** Explore the material **
1) Answer these from the Sundaland abstract:
(a) At which suture was the Meso-Tethys Ocean closed?
(b) In which years were the field studies at Sumba, South Sulawesi, and the Meratus Mountains carried out?
(c) Besides the Makassar Straits and the Flores Sea, where did the Paleogene dispersions produce rifted structures?
2) Copy out the part of the Sundaland abstract that starts at "The paired Paleogene" and ends at "thus still interesting.".

Trilogy Of Southeast Sundaland Terranes: Re-Uniting Drifted Terranes of Southeast Sundaland
Year: 2021
basins:
Proceedings Title : PROCEEDINGS, INDONESIAN PETROLEUM ASSOCIATION, Forty-Fifth Annual Convention & Exhibition, 1 - 3 September 2021
Amalgamation and dispersion of terranes characterized the growth and slivering of Southeast Sundaland into the present configuration of central Indonesia.
Amalgamation of the Paternoster-West Sulawesi terrane which docked, in mid-Cretaceous time, onto the Southwest Borneo terrane, thus closed the Meso-Tethys Ocean at the Meratus suture. This made Sundaland expand its area to the east and southeast. In the Late Cretaceous time, the Ceno-Tethys oceanic plate subducted beneath Southeast Sundaland, giving rise to coeval volcanism in the Meratus Mountains and the surrounding areas. Dispersion of some terranes in Southeast Sundaland occurred in the Paleogene through successive rifting and the opening of the Makassar Straits and the Flores Sea, with an eastern drift of South Sulawesi and Sumba away from Southeast Kalimantan to their present positions. Prior to the dispersion, the Meratus Mountains, South Sulawesi, and Sumba (called here the Trilogy of Southeast Sundaland) were united or adjacent to each other and underwent similar Late Cretaceous volcanism. The Late Cretaceous Volcanics and/or Volcanic-Clastics are therefore the common marker of their union.
Our field studies in 2018-2019 at Sumba, South Sulawesi, and the Meratus Mountains (South Kalimantan) in the program, called the “Trilogy of Southeast Sundaland Terranes,” sampled the Late Cretaceous volcanics/ volcanic-clastics in these areas to prove that they were once united. Petrographic, petrochemical, isotopic, and geochronological data of the rock formations, based on the recent and previous analyses, show that these rocks, in the three terranes, are co-genetic spatially and temporally thus indicating their previous unity.
The paired Paleogene dispersions of South Sulawesi from South Kalimantan, and successively Sumba from South Sulawesi, had resulted in rifted structures in the present Makassar Straits, the Flores Sea, and offshore Sumba. The rifted structures contain source rocks, reservoirs, seals, and structural-stratigraphic traps. Oil has been discovered therein, so further exploration is required since these objectives have not been sufficiently explored in the past and are thus still interesting.

** Data extracts **

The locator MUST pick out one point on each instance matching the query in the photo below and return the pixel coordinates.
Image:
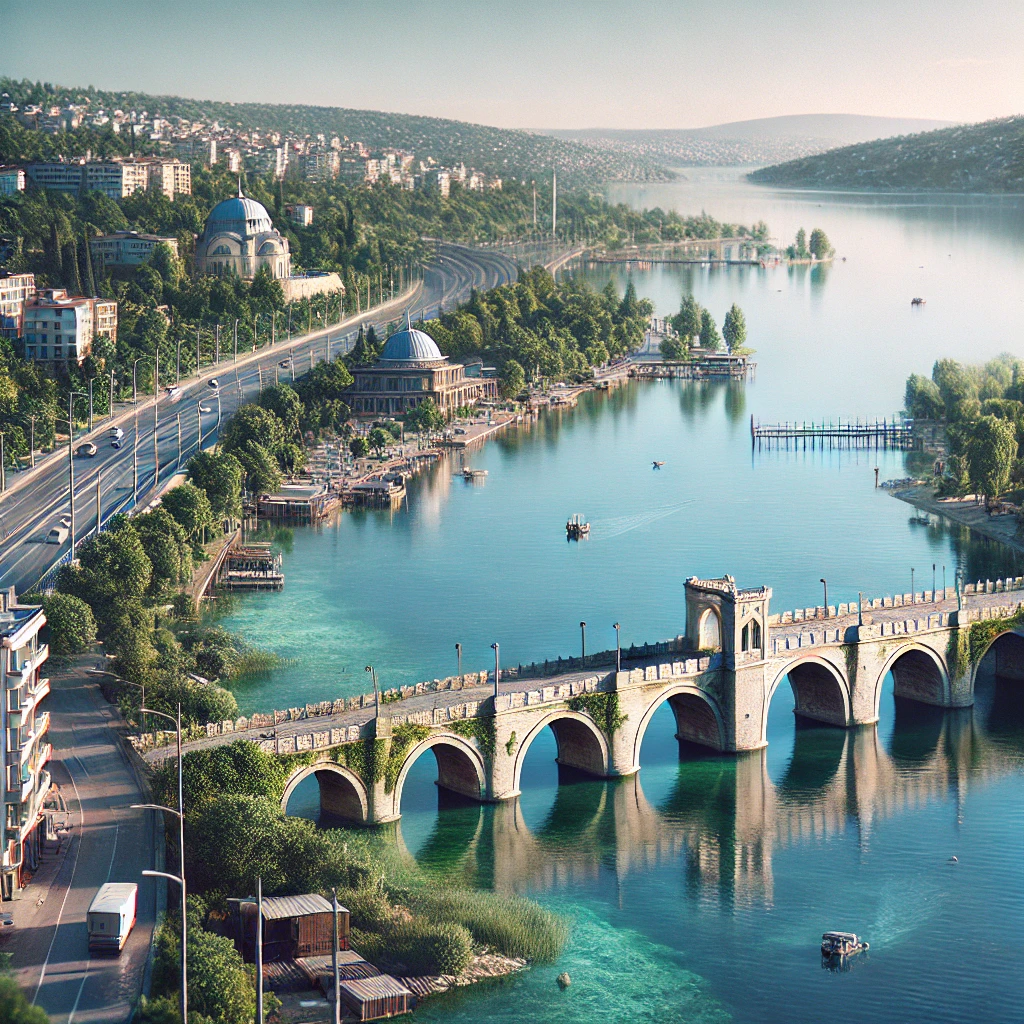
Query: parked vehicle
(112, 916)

---

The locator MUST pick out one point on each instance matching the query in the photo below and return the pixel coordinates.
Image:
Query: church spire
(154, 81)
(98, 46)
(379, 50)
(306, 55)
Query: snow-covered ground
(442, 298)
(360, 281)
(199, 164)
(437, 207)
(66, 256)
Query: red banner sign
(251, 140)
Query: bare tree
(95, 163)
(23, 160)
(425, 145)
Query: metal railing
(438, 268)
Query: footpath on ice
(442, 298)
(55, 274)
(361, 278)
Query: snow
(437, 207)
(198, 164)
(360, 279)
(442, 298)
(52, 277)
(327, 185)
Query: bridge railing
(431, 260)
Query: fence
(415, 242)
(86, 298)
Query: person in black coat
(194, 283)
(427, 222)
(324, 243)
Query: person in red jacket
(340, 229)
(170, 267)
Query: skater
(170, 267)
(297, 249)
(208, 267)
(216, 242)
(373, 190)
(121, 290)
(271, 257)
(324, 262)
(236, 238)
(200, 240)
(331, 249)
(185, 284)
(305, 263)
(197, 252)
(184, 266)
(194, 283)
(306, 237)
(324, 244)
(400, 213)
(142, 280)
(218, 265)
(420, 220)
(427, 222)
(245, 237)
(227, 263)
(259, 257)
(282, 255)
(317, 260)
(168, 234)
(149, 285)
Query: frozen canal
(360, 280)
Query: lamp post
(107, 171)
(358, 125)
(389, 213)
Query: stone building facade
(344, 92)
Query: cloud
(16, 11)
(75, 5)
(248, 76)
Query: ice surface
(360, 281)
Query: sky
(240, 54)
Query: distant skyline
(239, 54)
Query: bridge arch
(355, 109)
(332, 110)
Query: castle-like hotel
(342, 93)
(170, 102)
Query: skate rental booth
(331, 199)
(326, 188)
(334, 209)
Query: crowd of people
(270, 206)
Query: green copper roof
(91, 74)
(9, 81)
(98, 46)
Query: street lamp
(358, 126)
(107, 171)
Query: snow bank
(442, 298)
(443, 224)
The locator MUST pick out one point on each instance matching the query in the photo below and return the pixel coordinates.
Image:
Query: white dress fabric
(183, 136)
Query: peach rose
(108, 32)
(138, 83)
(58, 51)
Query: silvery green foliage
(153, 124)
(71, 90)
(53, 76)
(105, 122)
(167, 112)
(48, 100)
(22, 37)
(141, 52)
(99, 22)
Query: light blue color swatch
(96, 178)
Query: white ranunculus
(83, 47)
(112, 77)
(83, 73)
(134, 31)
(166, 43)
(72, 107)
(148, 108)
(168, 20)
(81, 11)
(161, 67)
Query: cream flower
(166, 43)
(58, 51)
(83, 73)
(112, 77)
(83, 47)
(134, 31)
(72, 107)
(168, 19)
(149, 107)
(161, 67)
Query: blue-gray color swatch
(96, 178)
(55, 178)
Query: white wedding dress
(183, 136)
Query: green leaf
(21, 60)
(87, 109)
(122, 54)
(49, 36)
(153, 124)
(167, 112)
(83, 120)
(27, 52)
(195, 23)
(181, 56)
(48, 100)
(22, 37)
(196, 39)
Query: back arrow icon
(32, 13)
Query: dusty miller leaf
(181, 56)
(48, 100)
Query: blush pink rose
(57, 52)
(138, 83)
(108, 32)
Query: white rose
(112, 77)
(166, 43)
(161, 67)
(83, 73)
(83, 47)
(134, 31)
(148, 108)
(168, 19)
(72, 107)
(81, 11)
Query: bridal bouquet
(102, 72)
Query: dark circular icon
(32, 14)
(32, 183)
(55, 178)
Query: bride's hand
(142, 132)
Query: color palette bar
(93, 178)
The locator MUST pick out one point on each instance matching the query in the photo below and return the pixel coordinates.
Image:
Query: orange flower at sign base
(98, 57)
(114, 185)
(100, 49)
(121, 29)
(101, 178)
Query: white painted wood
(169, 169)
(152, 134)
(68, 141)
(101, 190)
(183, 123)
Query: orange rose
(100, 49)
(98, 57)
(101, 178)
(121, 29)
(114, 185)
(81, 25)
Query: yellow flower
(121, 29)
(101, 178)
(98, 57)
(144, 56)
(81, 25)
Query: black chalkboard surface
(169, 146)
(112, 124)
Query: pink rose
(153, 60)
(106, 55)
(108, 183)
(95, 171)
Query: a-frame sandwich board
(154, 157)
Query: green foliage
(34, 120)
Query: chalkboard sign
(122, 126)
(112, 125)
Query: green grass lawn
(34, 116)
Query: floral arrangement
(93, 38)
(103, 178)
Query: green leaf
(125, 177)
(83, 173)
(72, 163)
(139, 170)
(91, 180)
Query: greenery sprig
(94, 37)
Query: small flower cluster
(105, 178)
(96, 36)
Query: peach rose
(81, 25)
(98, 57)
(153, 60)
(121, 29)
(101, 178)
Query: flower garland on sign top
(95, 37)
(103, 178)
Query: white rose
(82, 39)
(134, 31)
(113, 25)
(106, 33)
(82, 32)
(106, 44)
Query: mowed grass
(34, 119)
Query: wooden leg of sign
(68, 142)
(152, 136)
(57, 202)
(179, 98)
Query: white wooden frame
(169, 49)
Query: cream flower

** Response list **
1)
(a) The Meratus suture.
(b) 2018–2019.
(c) Offshore Sumba.

2)
The paired Paleogene dispersions of South Sulawesi from South Kalimantan, and successively Sumba from South Sulawesi, had resulted in rifted structures in the present Makassar Straits, the Flores Sea, and offshore Sumba. The rifted structures contain source rocks, reservoirs, seals, and structural-stratigraphic traps. Oil has been discovered therein, so further exploration is required since these objectives have not been sufficiently explored in the past and are thus still interesting.